Entries drawn from a collection:
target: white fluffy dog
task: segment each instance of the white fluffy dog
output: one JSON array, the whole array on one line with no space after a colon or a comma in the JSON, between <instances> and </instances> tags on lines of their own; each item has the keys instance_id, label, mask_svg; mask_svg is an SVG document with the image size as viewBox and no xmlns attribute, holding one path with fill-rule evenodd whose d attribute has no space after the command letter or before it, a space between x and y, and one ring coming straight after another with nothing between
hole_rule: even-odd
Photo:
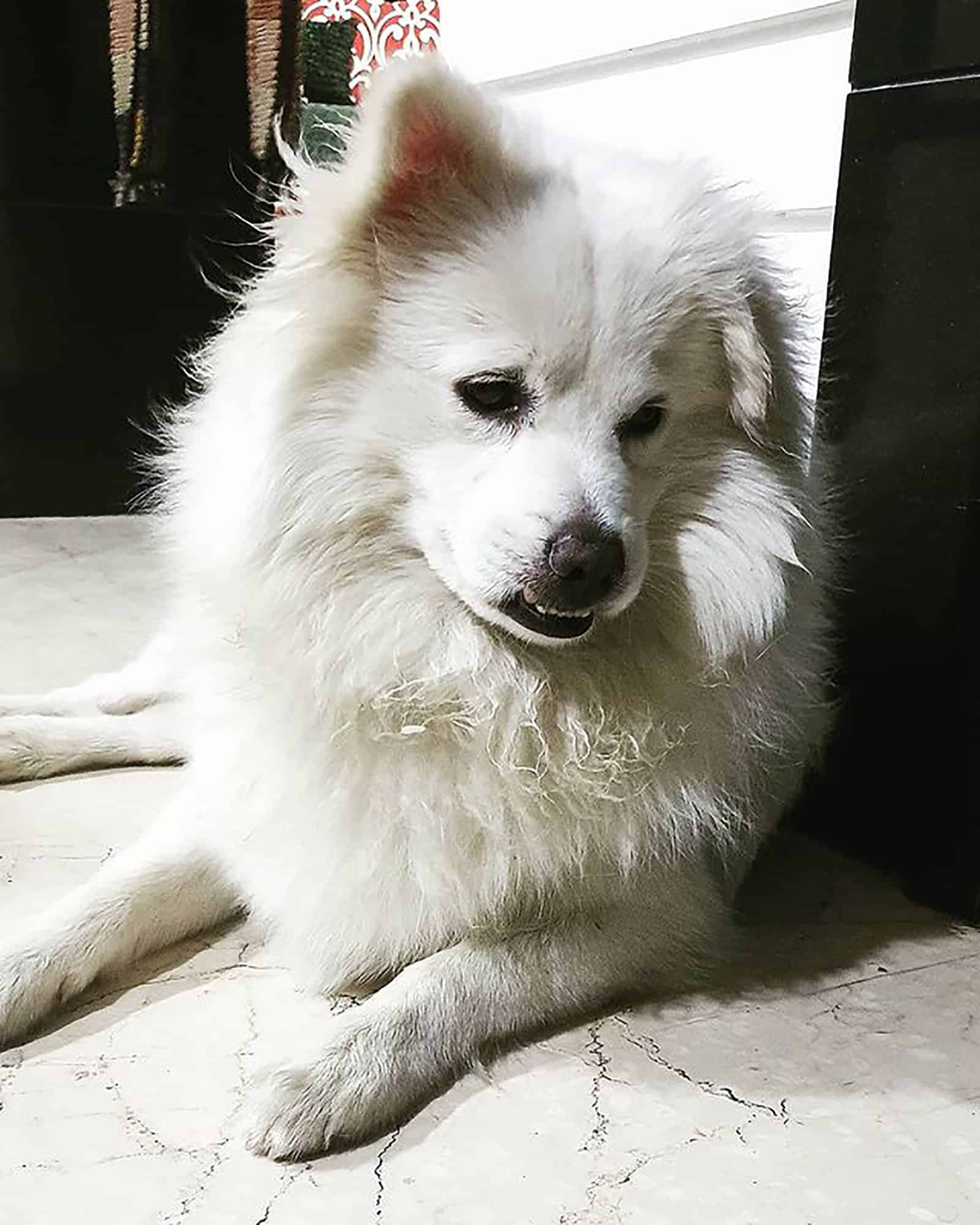
<instances>
[{"instance_id":1,"label":"white fluffy dog","mask_svg":"<svg viewBox=\"0 0 980 1225\"><path fill-rule=\"evenodd\" d=\"M250 1145L299 1158L717 953L826 724L812 415L757 229L435 60L382 74L174 423L168 630L4 702L7 777L190 763L6 935L2 1041L247 908L315 990L381 984L256 1093Z\"/></svg>"}]
</instances>

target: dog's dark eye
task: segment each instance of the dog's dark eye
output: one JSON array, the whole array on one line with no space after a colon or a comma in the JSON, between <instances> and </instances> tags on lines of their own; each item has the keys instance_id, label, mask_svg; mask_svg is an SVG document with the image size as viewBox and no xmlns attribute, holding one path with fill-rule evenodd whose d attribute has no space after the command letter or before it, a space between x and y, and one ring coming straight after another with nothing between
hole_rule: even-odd
<instances>
[{"instance_id":1,"label":"dog's dark eye","mask_svg":"<svg viewBox=\"0 0 980 1225\"><path fill-rule=\"evenodd\" d=\"M665 398L652 396L644 404L620 421L616 426L616 435L620 439L646 439L660 425L664 419Z\"/></svg>"},{"instance_id":2,"label":"dog's dark eye","mask_svg":"<svg viewBox=\"0 0 980 1225\"><path fill-rule=\"evenodd\" d=\"M524 380L516 370L491 370L457 379L453 390L479 417L510 417L527 407L530 398Z\"/></svg>"}]
</instances>

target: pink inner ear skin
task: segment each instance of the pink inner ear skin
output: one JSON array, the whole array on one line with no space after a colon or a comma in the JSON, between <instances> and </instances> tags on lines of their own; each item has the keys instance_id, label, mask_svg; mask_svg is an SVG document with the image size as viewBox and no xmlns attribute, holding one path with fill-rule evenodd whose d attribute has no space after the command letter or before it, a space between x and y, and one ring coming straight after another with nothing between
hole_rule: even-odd
<instances>
[{"instance_id":1,"label":"pink inner ear skin","mask_svg":"<svg viewBox=\"0 0 980 1225\"><path fill-rule=\"evenodd\" d=\"M437 110L421 110L405 121L394 168L381 201L382 213L399 213L470 168L470 152Z\"/></svg>"}]
</instances>

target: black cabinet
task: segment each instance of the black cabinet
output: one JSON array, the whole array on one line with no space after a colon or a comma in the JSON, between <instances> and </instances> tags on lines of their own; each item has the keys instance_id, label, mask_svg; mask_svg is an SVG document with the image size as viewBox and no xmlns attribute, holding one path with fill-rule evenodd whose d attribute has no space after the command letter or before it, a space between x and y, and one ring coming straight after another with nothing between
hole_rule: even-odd
<instances>
[{"instance_id":1,"label":"black cabinet","mask_svg":"<svg viewBox=\"0 0 980 1225\"><path fill-rule=\"evenodd\" d=\"M0 38L0 516L119 513L154 407L260 258L245 5L168 0L168 196L114 207L109 10L15 4Z\"/></svg>"},{"instance_id":2,"label":"black cabinet","mask_svg":"<svg viewBox=\"0 0 980 1225\"><path fill-rule=\"evenodd\" d=\"M859 0L821 399L842 712L805 821L980 918L980 11Z\"/></svg>"}]
</instances>

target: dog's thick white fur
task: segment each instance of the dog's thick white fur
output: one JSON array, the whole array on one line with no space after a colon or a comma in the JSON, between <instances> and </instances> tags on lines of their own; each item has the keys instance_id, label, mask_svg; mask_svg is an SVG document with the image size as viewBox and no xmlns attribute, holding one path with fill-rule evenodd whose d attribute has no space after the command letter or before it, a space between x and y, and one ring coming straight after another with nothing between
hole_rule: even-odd
<instances>
[{"instance_id":1,"label":"dog's thick white fur","mask_svg":"<svg viewBox=\"0 0 980 1225\"><path fill-rule=\"evenodd\" d=\"M757 228L435 60L381 75L174 424L172 622L0 712L7 777L190 756L5 935L4 1041L245 907L315 990L381 984L254 1099L251 1147L296 1158L710 959L826 723L812 415ZM557 639L507 601L583 517L621 565Z\"/></svg>"}]
</instances>

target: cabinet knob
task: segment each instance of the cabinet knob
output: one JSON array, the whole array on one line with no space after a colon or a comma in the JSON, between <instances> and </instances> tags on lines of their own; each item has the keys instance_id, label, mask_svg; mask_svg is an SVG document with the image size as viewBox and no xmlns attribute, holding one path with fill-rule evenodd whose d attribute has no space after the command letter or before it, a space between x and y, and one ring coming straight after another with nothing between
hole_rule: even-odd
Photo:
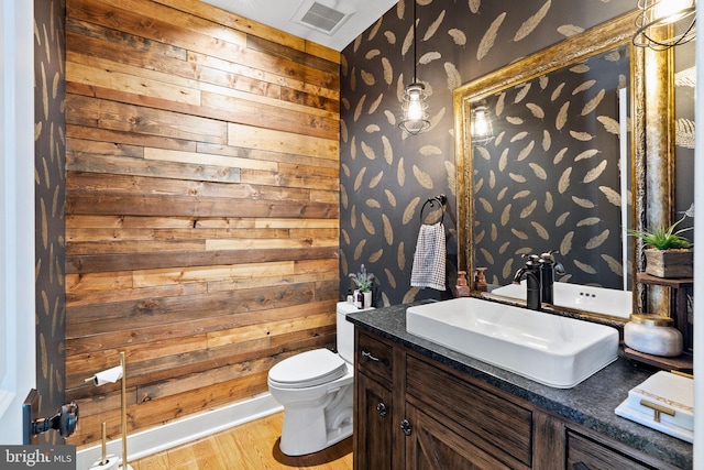
<instances>
[{"instance_id":1,"label":"cabinet knob","mask_svg":"<svg viewBox=\"0 0 704 470\"><path fill-rule=\"evenodd\" d=\"M383 403L380 403L378 405L376 405L376 411L378 412L378 415L383 418L385 418L386 415L388 414L388 408L386 408L386 405Z\"/></svg>"},{"instance_id":2,"label":"cabinet knob","mask_svg":"<svg viewBox=\"0 0 704 470\"><path fill-rule=\"evenodd\" d=\"M410 422L408 419L404 419L403 422L400 422L400 430L403 430L406 436L410 436L414 427L410 425Z\"/></svg>"},{"instance_id":3,"label":"cabinet knob","mask_svg":"<svg viewBox=\"0 0 704 470\"><path fill-rule=\"evenodd\" d=\"M376 356L372 354L370 351L362 350L362 357L364 359L366 359L367 361L381 362L382 364L388 365L388 359L386 359L386 358L381 358L380 359Z\"/></svg>"}]
</instances>

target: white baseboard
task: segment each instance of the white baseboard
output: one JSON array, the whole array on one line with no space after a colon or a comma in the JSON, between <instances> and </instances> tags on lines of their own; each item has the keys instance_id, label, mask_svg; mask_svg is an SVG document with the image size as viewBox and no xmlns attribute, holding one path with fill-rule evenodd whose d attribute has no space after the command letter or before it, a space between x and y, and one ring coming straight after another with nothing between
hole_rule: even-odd
<instances>
[{"instance_id":1,"label":"white baseboard","mask_svg":"<svg viewBox=\"0 0 704 470\"><path fill-rule=\"evenodd\" d=\"M211 434L268 416L283 411L266 392L253 398L233 403L217 409L186 416L163 426L128 435L128 460L142 459L152 453L190 442ZM80 426L80 419L78 425ZM122 441L109 441L107 452L122 457ZM76 469L88 470L102 458L102 446L88 447L76 452Z\"/></svg>"}]
</instances>

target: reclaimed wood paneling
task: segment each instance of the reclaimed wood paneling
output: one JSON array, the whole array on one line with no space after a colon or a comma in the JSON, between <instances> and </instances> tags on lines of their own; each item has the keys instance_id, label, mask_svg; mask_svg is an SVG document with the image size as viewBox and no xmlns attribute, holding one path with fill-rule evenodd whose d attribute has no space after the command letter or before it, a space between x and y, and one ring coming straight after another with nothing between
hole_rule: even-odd
<instances>
[{"instance_id":1,"label":"reclaimed wood paneling","mask_svg":"<svg viewBox=\"0 0 704 470\"><path fill-rule=\"evenodd\" d=\"M118 3L118 4L116 4ZM198 0L66 2L69 444L266 391L334 341L340 59Z\"/></svg>"}]
</instances>

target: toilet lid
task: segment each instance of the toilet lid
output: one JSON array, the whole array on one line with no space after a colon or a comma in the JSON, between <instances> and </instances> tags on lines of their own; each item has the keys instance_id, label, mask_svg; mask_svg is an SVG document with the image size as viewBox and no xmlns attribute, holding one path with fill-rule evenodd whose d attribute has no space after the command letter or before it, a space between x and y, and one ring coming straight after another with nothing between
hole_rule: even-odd
<instances>
[{"instance_id":1,"label":"toilet lid","mask_svg":"<svg viewBox=\"0 0 704 470\"><path fill-rule=\"evenodd\" d=\"M320 385L346 373L344 360L329 349L314 349L292 356L268 371L272 382L292 389Z\"/></svg>"}]
</instances>

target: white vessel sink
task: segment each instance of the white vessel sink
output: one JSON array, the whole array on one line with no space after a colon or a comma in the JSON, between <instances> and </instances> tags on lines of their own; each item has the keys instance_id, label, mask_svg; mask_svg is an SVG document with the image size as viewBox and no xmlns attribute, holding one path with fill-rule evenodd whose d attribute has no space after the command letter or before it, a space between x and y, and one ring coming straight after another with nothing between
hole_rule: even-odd
<instances>
[{"instance_id":1,"label":"white vessel sink","mask_svg":"<svg viewBox=\"0 0 704 470\"><path fill-rule=\"evenodd\" d=\"M502 297L526 299L526 281L496 287L492 294ZM612 317L626 318L634 313L632 293L615 288L556 282L553 305L578 310L593 311Z\"/></svg>"},{"instance_id":2,"label":"white vessel sink","mask_svg":"<svg viewBox=\"0 0 704 470\"><path fill-rule=\"evenodd\" d=\"M408 307L406 330L557 389L616 360L615 328L473 297Z\"/></svg>"}]
</instances>

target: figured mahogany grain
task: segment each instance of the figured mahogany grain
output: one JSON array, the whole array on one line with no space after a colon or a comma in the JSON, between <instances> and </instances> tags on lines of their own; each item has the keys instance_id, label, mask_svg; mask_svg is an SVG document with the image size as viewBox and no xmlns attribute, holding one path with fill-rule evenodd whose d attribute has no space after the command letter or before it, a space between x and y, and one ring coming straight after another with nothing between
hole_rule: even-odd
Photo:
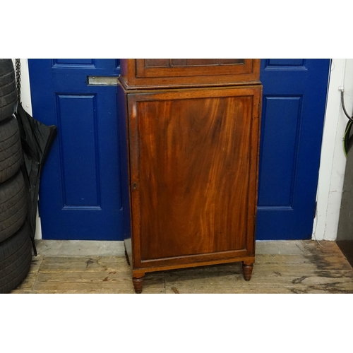
<instances>
[{"instance_id":1,"label":"figured mahogany grain","mask_svg":"<svg viewBox=\"0 0 353 353\"><path fill-rule=\"evenodd\" d=\"M253 254L260 95L259 87L129 95L141 261Z\"/></svg>"}]
</instances>

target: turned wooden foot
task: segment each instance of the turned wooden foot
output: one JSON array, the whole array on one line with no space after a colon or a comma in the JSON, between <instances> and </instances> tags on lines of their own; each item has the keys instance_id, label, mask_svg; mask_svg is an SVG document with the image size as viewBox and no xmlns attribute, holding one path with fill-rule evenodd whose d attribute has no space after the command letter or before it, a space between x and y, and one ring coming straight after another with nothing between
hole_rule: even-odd
<instances>
[{"instance_id":1,"label":"turned wooden foot","mask_svg":"<svg viewBox=\"0 0 353 353\"><path fill-rule=\"evenodd\" d=\"M253 272L253 263L245 263L243 261L243 273L244 279L246 281L249 281L251 278L251 273Z\"/></svg>"},{"instance_id":2,"label":"turned wooden foot","mask_svg":"<svg viewBox=\"0 0 353 353\"><path fill-rule=\"evenodd\" d=\"M130 266L130 261L128 260L128 256L126 249L125 249L125 257L126 258L126 262L128 263L128 265Z\"/></svg>"},{"instance_id":3,"label":"turned wooden foot","mask_svg":"<svg viewBox=\"0 0 353 353\"><path fill-rule=\"evenodd\" d=\"M142 287L143 286L143 277L133 277L133 288L135 289L135 292L138 294L142 293Z\"/></svg>"}]
</instances>

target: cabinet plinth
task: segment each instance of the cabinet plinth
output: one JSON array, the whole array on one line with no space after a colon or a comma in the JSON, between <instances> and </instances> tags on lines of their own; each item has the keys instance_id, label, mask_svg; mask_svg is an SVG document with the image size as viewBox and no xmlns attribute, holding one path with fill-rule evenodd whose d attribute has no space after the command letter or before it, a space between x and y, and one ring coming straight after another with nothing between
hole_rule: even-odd
<instances>
[{"instance_id":1,"label":"cabinet plinth","mask_svg":"<svg viewBox=\"0 0 353 353\"><path fill-rule=\"evenodd\" d=\"M253 82L118 86L125 246L136 292L148 272L236 261L250 280L262 94Z\"/></svg>"}]
</instances>

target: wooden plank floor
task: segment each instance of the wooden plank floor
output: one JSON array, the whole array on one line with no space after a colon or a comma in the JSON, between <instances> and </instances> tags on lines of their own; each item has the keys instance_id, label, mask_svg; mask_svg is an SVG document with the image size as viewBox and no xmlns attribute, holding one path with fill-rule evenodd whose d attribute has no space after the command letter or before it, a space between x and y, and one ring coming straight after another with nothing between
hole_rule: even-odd
<instances>
[{"instance_id":1,"label":"wooden plank floor","mask_svg":"<svg viewBox=\"0 0 353 353\"><path fill-rule=\"evenodd\" d=\"M39 253L13 293L134 292L121 253ZM353 268L333 241L260 241L249 282L238 263L148 273L143 293L353 293Z\"/></svg>"}]
</instances>

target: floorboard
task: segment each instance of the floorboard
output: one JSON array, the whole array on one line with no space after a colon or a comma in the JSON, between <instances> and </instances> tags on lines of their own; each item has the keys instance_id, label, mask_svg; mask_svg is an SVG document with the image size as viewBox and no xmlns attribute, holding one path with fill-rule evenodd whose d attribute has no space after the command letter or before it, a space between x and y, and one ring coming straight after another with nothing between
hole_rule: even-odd
<instances>
[{"instance_id":1,"label":"floorboard","mask_svg":"<svg viewBox=\"0 0 353 353\"><path fill-rule=\"evenodd\" d=\"M56 252L56 245L38 241L38 256L12 293L134 292L120 245L115 253L107 244L71 242L57 245ZM334 241L259 241L250 282L235 263L147 273L143 293L352 294L353 268Z\"/></svg>"}]
</instances>

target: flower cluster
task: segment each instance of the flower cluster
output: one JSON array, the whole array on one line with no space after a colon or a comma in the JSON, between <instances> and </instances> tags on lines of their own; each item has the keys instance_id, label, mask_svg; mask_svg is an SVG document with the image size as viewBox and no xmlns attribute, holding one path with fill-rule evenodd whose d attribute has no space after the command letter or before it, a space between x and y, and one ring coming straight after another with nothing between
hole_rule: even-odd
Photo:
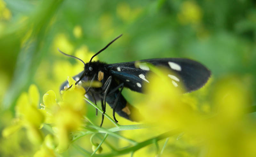
<instances>
[{"instance_id":1,"label":"flower cluster","mask_svg":"<svg viewBox=\"0 0 256 157\"><path fill-rule=\"evenodd\" d=\"M70 134L80 129L86 110L83 99L84 89L76 85L72 77L69 77L68 81L72 87L62 92L63 100L57 103L55 93L49 90L44 95L44 104L40 104L40 109L38 90L35 85L31 85L28 93L22 93L18 99L15 123L4 130L3 136L7 137L23 127L27 129L31 142L42 144L34 156L52 156L66 150L70 141ZM49 128L48 124L52 125L52 134L46 136L42 143L44 136L40 129Z\"/></svg>"}]
</instances>

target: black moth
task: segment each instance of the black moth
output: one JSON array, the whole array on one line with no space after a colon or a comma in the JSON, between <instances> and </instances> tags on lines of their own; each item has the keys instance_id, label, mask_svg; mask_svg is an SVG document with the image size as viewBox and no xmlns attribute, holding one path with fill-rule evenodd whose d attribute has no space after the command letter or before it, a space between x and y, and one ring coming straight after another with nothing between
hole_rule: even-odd
<instances>
[{"instance_id":1,"label":"black moth","mask_svg":"<svg viewBox=\"0 0 256 157\"><path fill-rule=\"evenodd\" d=\"M86 96L95 104L98 100L100 100L101 102L103 113L101 126L103 123L104 115L106 111L106 102L113 109L113 117L116 123L118 121L115 117L116 112L120 116L130 120L138 121L135 117L137 117L137 114L139 114L138 110L126 101L121 92L124 87L141 93L142 91L142 86L149 83L147 80L148 76L147 73L149 69L146 65L141 64L139 67L136 68L134 65L135 61L109 64L99 61L92 61L93 57L105 50L122 35L121 34L112 40L92 56L90 61L87 63L76 57L66 54L59 50L65 55L79 60L84 65L84 70L73 77L76 81L76 85L83 81L91 81L92 82L98 81L102 83L103 86L100 88L83 87L86 91ZM211 71L205 66L198 62L188 59L150 59L140 61L148 62L156 66L164 66L174 71L176 75L173 74L168 75L172 80L173 85L177 87L178 86L179 82L182 82L187 92L196 90L202 87L211 75ZM67 81L64 82L61 85L60 89L63 90L65 86L68 85ZM97 111L96 109L96 115Z\"/></svg>"}]
</instances>

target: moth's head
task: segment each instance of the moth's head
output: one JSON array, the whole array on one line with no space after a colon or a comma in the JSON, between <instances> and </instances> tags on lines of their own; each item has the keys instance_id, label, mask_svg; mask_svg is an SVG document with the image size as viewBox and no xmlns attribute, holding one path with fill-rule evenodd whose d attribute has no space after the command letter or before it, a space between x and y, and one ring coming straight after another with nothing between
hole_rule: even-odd
<instances>
[{"instance_id":1,"label":"moth's head","mask_svg":"<svg viewBox=\"0 0 256 157\"><path fill-rule=\"evenodd\" d=\"M91 64L90 64L90 62L84 64L84 72L86 74L91 73L93 70L93 67Z\"/></svg>"}]
</instances>

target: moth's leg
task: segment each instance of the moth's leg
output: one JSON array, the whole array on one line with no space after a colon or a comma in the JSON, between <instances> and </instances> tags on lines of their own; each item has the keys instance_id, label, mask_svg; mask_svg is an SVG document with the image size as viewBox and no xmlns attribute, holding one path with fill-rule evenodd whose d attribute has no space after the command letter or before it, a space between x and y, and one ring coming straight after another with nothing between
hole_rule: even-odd
<instances>
[{"instance_id":1,"label":"moth's leg","mask_svg":"<svg viewBox=\"0 0 256 157\"><path fill-rule=\"evenodd\" d=\"M105 83L105 84L103 86L103 89L105 89L105 87L107 86L107 88L106 88L106 90L104 92L104 98L103 99L103 103L104 105L104 109L103 110L103 113L102 114L102 116L104 116L104 115L105 114L105 112L106 112L106 99L107 98L107 94L108 94L108 90L109 89L109 88L110 88L110 86L111 85L111 82L112 82L112 76L110 76L108 78L108 80L106 81L106 83ZM103 124L103 119L101 120L101 123L100 124L100 127L102 126L102 125Z\"/></svg>"},{"instance_id":2,"label":"moth's leg","mask_svg":"<svg viewBox=\"0 0 256 157\"><path fill-rule=\"evenodd\" d=\"M93 94L92 94L92 98L93 98L93 100L94 100L94 104L97 106L97 103L96 103L96 99L95 98L95 97L94 96L94 95ZM98 110L97 109L96 109L96 116L98 115Z\"/></svg>"},{"instance_id":3,"label":"moth's leg","mask_svg":"<svg viewBox=\"0 0 256 157\"><path fill-rule=\"evenodd\" d=\"M121 87L121 89L119 91L119 92L118 92L118 94L117 94L117 95L116 96L116 99L115 100L115 102L114 102L114 104L113 105L113 117L114 118L114 120L116 121L116 123L117 123L118 122L118 121L116 120L116 116L115 115L115 114L116 113L116 104L117 104L117 101L118 101L118 99L119 99L119 97L120 97L120 96L121 95L121 92L122 92L122 91L123 90L123 89L124 89L124 83L122 83L120 84L117 87L117 88L115 88L113 90L109 92L109 93L112 93L115 91L116 90L118 89L119 88L119 86L120 86L120 87ZM118 87L118 88L117 88L117 87ZM115 90L115 91L114 91L114 90Z\"/></svg>"},{"instance_id":4,"label":"moth's leg","mask_svg":"<svg viewBox=\"0 0 256 157\"><path fill-rule=\"evenodd\" d=\"M110 81L112 79L112 76L110 76L108 78L108 79L106 81L106 82L105 82L105 83L104 84L104 85L102 87L102 91L104 91L106 90L107 87L108 85L108 83L109 82L109 81Z\"/></svg>"},{"instance_id":5,"label":"moth's leg","mask_svg":"<svg viewBox=\"0 0 256 157\"><path fill-rule=\"evenodd\" d=\"M104 113L106 111L106 108L104 107L104 103L103 103L103 99L102 98L100 98L100 101L101 103L101 109L103 111L103 112ZM100 127L103 124L103 121L104 120L104 115L102 114L102 117L101 118L101 123L100 124Z\"/></svg>"},{"instance_id":6,"label":"moth's leg","mask_svg":"<svg viewBox=\"0 0 256 157\"><path fill-rule=\"evenodd\" d=\"M86 93L87 93L89 92L89 90L90 90L90 89L91 89L91 87L92 87L92 82L93 82L93 81L94 81L94 80L95 80L95 77L96 77L96 75L97 75L96 74L94 75L93 77L92 77L92 79L91 81L91 82L90 82L90 85L89 85L89 87L88 87L88 88L87 89L87 90L86 90L86 92L85 92Z\"/></svg>"}]
</instances>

## Task instructions
Could you gather every line in the rows above that contains the string "floorboard" and copy each one out in full? Treat the match as case-sensitive.

## Answer to this exercise
target: floorboard
task: segment each instance of the floorboard
[{"instance_id":1,"label":"floorboard","mask_svg":"<svg viewBox=\"0 0 353 353\"><path fill-rule=\"evenodd\" d=\"M56 252L56 245L38 241L38 256L12 293L134 292L120 245L115 253L107 244L71 242L57 245ZM334 241L259 241L250 282L235 263L147 273L143 293L352 294L353 268Z\"/></svg>"}]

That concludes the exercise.